┌─ Provided data
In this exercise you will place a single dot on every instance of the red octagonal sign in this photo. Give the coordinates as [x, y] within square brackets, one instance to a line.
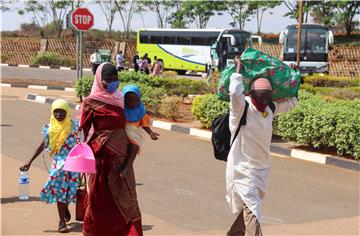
[82, 19]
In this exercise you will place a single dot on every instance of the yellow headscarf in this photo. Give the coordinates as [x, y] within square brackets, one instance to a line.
[59, 131]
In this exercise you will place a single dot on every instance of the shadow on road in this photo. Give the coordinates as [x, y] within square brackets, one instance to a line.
[16, 199]
[73, 227]
[147, 227]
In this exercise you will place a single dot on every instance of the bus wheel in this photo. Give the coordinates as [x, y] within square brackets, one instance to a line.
[181, 72]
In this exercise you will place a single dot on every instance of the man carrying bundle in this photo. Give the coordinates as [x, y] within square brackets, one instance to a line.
[249, 159]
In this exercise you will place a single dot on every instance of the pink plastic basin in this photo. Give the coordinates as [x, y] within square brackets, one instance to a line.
[80, 159]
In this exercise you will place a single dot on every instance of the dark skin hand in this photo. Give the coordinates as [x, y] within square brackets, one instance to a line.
[132, 101]
[109, 80]
[60, 115]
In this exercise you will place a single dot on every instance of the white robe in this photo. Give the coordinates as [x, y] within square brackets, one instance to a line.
[249, 160]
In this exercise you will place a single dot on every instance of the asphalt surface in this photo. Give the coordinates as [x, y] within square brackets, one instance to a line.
[181, 183]
[53, 74]
[40, 74]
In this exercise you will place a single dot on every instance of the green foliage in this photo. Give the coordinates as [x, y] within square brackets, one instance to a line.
[200, 11]
[178, 87]
[332, 81]
[83, 86]
[51, 59]
[169, 107]
[323, 125]
[208, 107]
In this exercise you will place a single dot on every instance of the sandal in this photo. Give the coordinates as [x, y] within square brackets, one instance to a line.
[67, 217]
[62, 227]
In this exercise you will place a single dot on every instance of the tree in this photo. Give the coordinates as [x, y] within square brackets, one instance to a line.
[260, 8]
[126, 9]
[345, 12]
[39, 12]
[201, 11]
[293, 8]
[240, 11]
[337, 14]
[108, 8]
[161, 8]
[177, 19]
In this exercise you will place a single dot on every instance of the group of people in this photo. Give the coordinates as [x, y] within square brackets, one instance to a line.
[112, 123]
[143, 64]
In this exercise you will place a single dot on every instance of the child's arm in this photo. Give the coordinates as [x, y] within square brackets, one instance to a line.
[153, 135]
[38, 150]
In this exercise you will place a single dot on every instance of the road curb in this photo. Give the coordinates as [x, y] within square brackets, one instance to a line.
[206, 134]
[44, 67]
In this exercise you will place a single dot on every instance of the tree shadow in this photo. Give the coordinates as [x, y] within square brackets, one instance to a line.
[73, 227]
[16, 199]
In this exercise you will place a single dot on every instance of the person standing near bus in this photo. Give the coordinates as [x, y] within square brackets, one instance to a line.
[95, 60]
[120, 61]
[249, 160]
[136, 62]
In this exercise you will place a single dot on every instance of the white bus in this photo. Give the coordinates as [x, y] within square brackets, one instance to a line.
[314, 49]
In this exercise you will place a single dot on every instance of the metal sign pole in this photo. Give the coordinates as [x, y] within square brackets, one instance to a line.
[299, 34]
[81, 53]
[77, 54]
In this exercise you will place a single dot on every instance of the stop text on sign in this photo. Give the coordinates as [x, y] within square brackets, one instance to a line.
[82, 19]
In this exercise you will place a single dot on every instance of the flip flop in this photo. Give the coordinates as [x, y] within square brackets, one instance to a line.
[67, 215]
[62, 228]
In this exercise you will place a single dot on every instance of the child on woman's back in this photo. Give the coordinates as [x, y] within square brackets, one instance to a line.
[59, 137]
[136, 116]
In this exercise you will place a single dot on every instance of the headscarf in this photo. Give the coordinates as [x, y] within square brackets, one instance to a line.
[261, 84]
[99, 93]
[59, 130]
[137, 113]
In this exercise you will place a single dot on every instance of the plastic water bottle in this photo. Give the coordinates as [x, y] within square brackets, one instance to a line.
[24, 185]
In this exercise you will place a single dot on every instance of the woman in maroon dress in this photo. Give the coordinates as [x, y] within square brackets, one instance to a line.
[113, 208]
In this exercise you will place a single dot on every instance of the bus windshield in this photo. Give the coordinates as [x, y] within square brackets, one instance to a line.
[242, 41]
[312, 41]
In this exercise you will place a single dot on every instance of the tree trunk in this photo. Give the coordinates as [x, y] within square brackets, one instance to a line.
[348, 27]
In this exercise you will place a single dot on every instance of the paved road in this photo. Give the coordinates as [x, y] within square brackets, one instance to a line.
[53, 74]
[40, 74]
[180, 183]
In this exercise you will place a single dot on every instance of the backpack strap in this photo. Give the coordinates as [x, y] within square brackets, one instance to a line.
[272, 106]
[242, 121]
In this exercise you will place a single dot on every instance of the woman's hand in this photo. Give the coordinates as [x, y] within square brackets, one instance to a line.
[294, 67]
[238, 64]
[154, 136]
[25, 167]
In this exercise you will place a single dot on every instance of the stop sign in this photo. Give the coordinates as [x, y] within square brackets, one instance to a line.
[82, 19]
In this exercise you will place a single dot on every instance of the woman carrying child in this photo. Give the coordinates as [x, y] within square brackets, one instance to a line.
[113, 208]
[59, 137]
[136, 116]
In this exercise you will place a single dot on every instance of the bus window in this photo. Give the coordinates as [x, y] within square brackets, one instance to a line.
[144, 39]
[183, 40]
[169, 40]
[156, 39]
[200, 41]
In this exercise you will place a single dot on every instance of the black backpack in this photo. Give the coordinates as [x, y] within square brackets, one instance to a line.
[220, 132]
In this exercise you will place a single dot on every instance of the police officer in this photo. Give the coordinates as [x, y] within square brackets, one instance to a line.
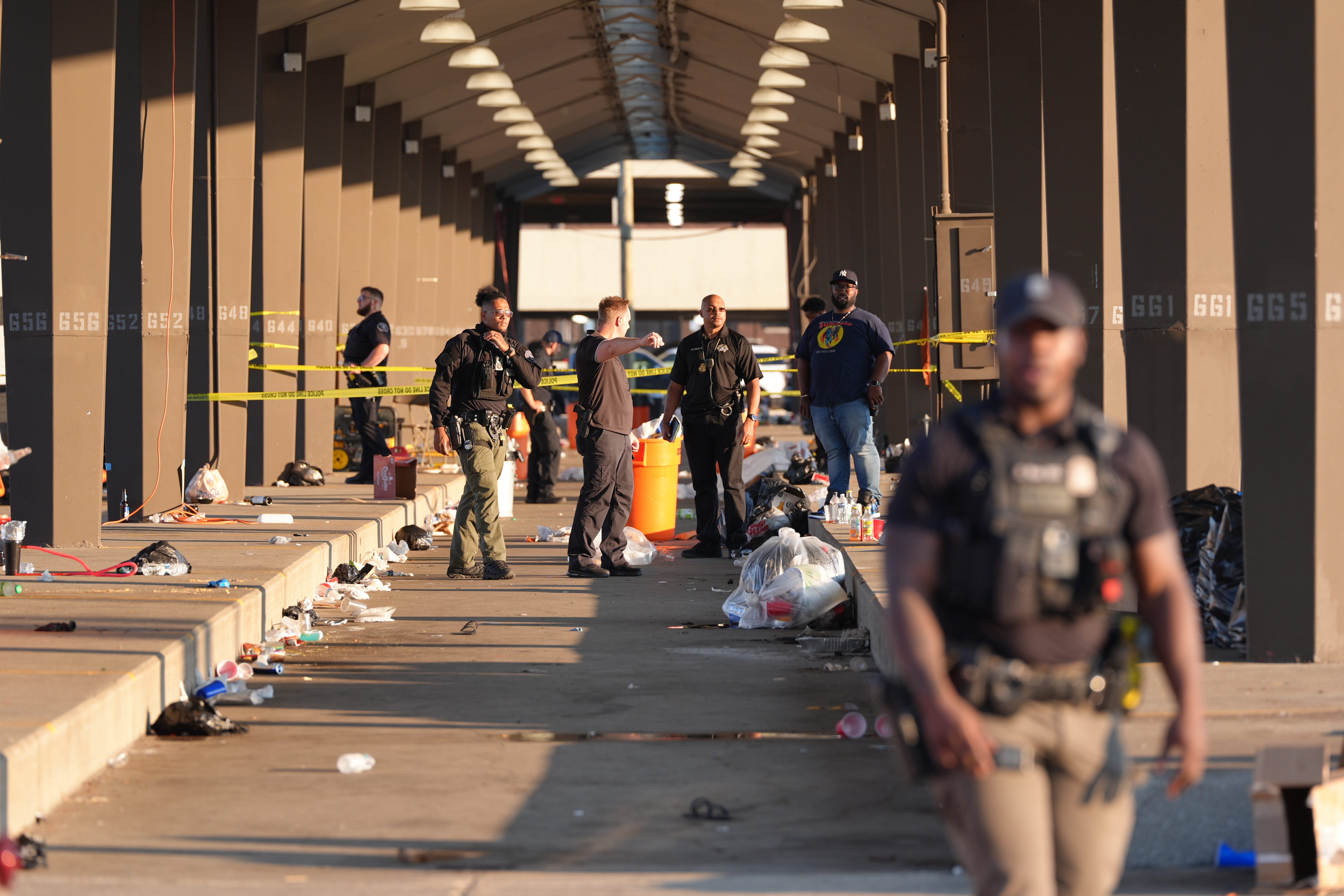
[368, 345]
[476, 370]
[544, 461]
[713, 367]
[1018, 530]
[603, 431]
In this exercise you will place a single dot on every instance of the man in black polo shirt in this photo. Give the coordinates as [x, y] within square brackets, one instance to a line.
[368, 345]
[713, 367]
[605, 416]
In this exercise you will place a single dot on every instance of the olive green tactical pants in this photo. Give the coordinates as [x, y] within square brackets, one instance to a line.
[1057, 824]
[479, 511]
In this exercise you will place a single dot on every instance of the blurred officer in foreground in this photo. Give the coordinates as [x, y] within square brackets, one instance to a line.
[1019, 528]
[368, 345]
[476, 370]
[544, 461]
[713, 367]
[603, 435]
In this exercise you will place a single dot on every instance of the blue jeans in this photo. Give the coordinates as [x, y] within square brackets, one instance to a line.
[843, 431]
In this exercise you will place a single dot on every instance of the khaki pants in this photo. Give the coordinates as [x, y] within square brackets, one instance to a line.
[1046, 828]
[480, 506]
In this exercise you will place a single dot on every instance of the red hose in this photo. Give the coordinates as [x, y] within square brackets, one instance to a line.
[111, 571]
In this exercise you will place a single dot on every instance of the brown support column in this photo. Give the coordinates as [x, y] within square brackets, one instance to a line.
[57, 103]
[450, 297]
[1286, 112]
[1177, 222]
[386, 210]
[278, 283]
[150, 276]
[323, 121]
[432, 193]
[236, 183]
[405, 315]
[357, 206]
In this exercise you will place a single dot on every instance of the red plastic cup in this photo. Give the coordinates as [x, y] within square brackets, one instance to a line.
[853, 726]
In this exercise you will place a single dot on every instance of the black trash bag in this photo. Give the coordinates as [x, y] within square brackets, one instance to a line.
[346, 573]
[415, 536]
[773, 504]
[1209, 522]
[802, 471]
[197, 719]
[158, 553]
[303, 473]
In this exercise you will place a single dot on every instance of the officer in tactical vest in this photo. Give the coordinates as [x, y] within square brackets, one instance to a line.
[1018, 532]
[478, 370]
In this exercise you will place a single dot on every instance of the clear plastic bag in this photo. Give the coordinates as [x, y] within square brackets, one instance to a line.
[639, 550]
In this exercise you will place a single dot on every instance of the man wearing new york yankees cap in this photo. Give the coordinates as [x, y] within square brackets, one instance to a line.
[843, 358]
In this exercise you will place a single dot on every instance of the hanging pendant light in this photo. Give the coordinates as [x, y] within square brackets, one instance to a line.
[782, 57]
[768, 113]
[451, 29]
[772, 97]
[475, 57]
[490, 81]
[498, 99]
[759, 129]
[514, 113]
[776, 78]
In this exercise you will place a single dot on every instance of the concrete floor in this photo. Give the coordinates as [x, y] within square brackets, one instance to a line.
[265, 811]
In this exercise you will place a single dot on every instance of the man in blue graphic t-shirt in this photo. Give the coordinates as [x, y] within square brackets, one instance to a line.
[843, 358]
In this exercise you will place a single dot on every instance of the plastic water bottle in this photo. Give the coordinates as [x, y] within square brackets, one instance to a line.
[354, 764]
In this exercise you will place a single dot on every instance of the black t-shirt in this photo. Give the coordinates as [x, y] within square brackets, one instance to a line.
[936, 479]
[362, 339]
[710, 369]
[456, 375]
[604, 388]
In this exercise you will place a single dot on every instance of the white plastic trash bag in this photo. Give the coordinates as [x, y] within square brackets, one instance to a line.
[639, 550]
[208, 487]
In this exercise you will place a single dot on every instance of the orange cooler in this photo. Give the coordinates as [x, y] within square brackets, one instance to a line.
[654, 506]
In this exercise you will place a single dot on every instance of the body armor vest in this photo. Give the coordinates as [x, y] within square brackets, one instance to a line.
[1044, 530]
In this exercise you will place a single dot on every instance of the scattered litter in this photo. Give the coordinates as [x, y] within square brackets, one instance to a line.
[705, 809]
[194, 718]
[355, 764]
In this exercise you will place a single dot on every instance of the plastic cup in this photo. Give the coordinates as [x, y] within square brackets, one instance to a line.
[853, 726]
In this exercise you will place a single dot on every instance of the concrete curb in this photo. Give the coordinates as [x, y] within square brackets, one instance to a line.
[42, 768]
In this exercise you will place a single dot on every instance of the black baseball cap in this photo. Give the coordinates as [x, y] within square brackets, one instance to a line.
[1053, 299]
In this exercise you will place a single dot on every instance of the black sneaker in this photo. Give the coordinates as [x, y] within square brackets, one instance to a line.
[588, 571]
[497, 570]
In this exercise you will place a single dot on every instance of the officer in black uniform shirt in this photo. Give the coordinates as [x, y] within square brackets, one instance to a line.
[544, 460]
[476, 371]
[1018, 530]
[369, 345]
[713, 367]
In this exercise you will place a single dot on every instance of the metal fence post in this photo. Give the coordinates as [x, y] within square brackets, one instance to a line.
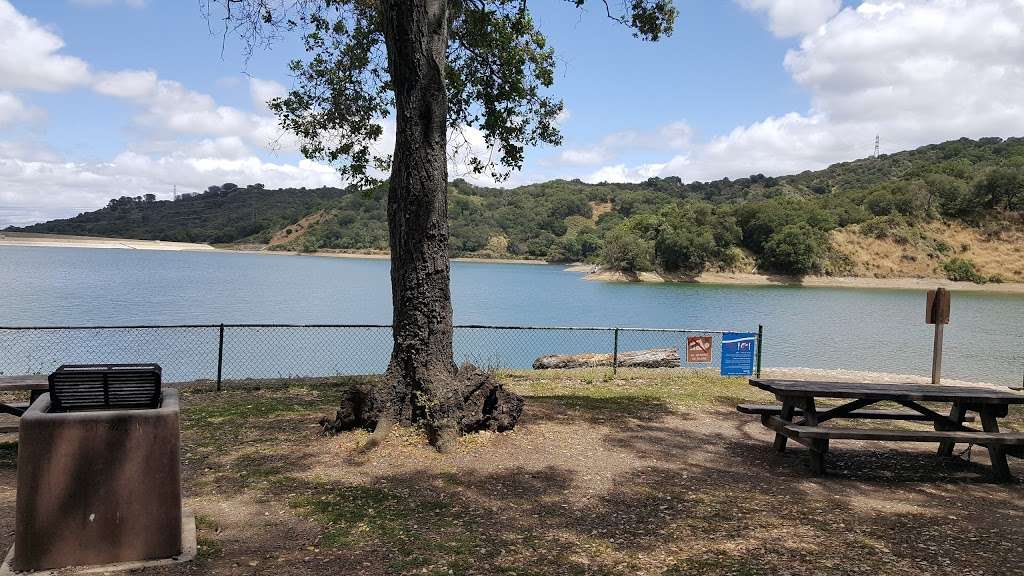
[220, 356]
[761, 334]
[614, 353]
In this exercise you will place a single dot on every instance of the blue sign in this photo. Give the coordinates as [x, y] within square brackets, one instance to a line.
[738, 350]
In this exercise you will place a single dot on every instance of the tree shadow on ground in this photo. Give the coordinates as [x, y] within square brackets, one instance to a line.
[595, 410]
[700, 493]
[8, 454]
[655, 520]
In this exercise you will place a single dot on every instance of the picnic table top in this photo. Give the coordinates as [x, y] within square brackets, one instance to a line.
[875, 391]
[34, 382]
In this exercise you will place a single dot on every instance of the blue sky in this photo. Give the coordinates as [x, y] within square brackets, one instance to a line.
[104, 97]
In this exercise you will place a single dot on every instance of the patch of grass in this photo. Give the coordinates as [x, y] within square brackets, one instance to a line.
[209, 546]
[418, 530]
[720, 564]
[633, 392]
[8, 454]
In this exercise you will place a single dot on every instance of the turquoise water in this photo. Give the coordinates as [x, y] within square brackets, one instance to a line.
[879, 330]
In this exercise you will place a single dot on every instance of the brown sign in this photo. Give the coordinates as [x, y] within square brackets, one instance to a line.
[698, 348]
[937, 310]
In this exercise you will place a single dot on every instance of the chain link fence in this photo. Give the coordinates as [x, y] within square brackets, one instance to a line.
[237, 352]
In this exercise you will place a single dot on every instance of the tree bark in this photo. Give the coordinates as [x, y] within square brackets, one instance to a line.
[422, 383]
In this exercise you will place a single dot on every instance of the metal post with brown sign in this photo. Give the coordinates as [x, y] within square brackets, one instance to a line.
[937, 313]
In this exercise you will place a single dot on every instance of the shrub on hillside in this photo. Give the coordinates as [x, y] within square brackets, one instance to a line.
[797, 249]
[626, 251]
[963, 270]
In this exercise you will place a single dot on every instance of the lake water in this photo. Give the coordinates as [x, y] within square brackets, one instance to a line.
[858, 329]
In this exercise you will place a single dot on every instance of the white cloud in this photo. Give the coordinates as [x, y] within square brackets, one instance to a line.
[675, 135]
[264, 90]
[13, 111]
[126, 84]
[913, 72]
[93, 3]
[794, 17]
[29, 57]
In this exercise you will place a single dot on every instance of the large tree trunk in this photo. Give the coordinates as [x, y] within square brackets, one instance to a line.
[422, 383]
└─
Retype exactly the line with "the tree bark" and each line after it until the records end, and include no other line.

» Response
In this exercise you will place a single dot on every instance of the tree bark in this photo. Give the coordinates as [x, y] within square brackets, one instance to a line.
[422, 383]
In this exercise you will place a single dot on every instance of the metal post with brown sign in this photo. Give the coordinates as [x, y] within square brackets, one instance to a line.
[937, 313]
In this exercise you will place a single dot on every instance of the shrub on hillside in this photo. Give the coordinates as [x, y] within square brackets, one instance to a line.
[797, 249]
[626, 251]
[963, 270]
In this exercise you will place a single dot on every instance of the lake water in this photo. Give the coordinates as [x, y] within square brackets, one instance to a line.
[858, 329]
In this exercise you will place a single dot on every instance of the white cloud in this photo. Give the coordinates as [x, y] within square brackets, one instance to a line.
[675, 135]
[264, 90]
[13, 111]
[126, 84]
[913, 72]
[93, 3]
[794, 17]
[29, 57]
In this exercise you will place a single dot on every instance of the large tree trunk in this photo. Give the coordinates as [x, y] within square brackets, one instance to a line.
[422, 383]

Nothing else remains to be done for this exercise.